+++ Records for this task +++

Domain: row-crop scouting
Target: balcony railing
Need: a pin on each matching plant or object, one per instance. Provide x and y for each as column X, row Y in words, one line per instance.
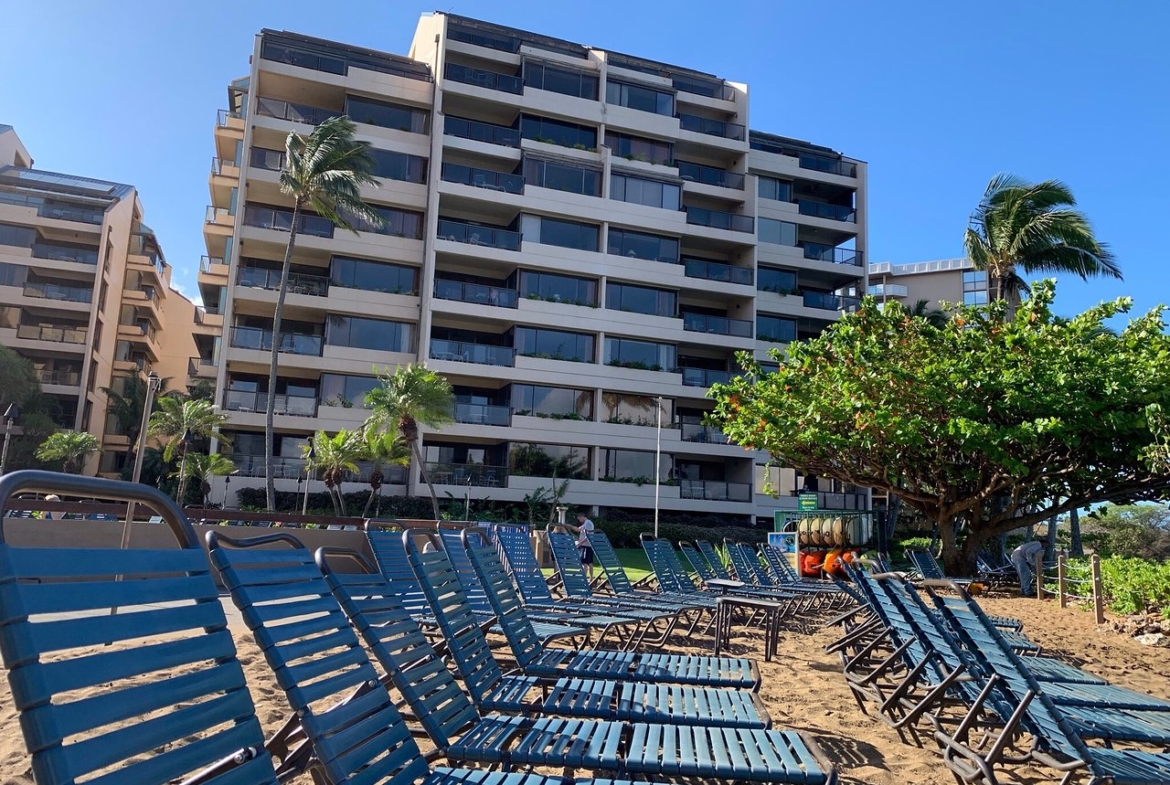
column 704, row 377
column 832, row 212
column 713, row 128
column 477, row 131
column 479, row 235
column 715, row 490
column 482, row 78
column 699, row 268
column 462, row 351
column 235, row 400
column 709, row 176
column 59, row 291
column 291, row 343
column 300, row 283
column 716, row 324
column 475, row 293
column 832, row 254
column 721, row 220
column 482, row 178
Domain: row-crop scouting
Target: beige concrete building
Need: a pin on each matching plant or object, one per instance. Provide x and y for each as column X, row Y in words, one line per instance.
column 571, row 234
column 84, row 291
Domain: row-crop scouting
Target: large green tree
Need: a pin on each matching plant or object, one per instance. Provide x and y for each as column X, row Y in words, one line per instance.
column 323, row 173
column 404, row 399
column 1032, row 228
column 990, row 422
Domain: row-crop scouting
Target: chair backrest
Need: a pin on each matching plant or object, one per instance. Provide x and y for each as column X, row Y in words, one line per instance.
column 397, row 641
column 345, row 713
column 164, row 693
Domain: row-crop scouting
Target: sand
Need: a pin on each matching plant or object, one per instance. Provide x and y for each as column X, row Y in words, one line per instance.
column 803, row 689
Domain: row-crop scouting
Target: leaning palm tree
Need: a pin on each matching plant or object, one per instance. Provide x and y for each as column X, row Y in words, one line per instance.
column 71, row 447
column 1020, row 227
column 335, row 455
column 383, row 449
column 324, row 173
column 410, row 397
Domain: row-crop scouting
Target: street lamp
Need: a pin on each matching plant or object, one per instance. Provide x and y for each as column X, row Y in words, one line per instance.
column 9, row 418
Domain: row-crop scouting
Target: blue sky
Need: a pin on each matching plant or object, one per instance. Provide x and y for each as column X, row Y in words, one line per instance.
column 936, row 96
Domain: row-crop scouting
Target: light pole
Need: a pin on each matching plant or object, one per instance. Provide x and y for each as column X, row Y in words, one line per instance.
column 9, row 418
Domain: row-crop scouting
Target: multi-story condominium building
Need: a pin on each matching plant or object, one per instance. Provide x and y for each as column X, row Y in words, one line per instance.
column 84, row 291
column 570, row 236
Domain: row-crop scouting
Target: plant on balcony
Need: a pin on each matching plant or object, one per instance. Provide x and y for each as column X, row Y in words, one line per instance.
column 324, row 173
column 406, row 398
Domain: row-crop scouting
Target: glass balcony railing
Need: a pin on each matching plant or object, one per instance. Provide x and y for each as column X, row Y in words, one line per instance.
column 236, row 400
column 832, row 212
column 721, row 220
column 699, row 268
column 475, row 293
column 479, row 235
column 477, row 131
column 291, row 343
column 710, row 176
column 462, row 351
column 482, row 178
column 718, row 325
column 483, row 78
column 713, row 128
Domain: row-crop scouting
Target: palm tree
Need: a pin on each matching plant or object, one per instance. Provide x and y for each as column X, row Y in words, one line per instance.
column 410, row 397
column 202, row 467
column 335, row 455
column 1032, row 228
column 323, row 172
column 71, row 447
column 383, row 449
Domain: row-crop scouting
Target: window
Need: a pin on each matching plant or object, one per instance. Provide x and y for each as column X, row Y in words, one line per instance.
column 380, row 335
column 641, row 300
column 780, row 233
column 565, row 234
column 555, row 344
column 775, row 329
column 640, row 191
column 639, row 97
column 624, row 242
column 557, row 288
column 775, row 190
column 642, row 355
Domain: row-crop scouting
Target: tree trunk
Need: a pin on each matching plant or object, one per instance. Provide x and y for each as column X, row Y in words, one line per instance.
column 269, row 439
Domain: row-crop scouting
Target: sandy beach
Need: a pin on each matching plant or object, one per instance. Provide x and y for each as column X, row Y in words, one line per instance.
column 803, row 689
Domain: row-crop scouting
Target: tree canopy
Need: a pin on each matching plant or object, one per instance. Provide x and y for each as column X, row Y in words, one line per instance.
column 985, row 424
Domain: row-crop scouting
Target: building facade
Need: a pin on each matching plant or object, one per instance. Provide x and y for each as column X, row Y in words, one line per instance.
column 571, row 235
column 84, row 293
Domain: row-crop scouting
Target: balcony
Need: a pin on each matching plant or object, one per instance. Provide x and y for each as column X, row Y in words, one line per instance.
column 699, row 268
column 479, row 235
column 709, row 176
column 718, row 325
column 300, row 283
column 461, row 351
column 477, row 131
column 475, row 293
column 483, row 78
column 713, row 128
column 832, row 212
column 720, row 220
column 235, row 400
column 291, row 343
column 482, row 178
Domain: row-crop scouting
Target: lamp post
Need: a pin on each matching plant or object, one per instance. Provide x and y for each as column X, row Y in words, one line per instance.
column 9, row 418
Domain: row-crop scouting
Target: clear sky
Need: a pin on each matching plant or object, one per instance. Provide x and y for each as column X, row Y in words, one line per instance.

+++
+++ Records for this task +++

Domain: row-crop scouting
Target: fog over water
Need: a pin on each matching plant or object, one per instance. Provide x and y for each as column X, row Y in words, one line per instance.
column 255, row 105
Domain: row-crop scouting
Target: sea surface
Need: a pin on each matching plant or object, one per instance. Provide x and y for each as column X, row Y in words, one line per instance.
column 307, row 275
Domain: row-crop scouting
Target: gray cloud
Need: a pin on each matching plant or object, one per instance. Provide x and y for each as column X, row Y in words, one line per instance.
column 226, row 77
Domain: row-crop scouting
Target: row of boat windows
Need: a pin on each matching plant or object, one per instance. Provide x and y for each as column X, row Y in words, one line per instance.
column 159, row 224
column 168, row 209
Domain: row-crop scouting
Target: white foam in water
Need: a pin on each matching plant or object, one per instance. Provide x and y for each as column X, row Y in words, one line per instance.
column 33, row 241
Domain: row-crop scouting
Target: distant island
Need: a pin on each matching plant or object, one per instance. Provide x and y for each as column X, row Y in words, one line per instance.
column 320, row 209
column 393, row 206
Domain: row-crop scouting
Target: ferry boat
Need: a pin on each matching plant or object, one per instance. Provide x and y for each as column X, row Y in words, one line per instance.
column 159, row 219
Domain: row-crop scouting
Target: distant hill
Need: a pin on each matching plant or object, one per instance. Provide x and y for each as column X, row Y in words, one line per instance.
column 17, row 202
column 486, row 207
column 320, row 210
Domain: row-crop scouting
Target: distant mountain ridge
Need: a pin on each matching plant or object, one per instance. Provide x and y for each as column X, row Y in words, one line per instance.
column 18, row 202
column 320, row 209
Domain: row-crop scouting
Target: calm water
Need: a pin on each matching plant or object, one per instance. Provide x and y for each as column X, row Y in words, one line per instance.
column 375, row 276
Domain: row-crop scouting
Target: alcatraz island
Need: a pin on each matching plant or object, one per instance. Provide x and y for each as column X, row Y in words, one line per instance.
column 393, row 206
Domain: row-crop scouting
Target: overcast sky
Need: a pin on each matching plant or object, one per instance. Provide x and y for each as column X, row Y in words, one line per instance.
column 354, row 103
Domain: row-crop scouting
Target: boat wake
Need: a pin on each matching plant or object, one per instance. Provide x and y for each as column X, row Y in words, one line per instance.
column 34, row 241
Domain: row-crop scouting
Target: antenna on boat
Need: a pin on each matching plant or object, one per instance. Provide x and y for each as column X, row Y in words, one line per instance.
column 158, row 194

+++

What to do> Gather every line in the entries above that contains the word "distant", and copy each of those lines in full.

Answer to this exercise>
Target: distant island
Target: distant hill
Target: distant mountain ridge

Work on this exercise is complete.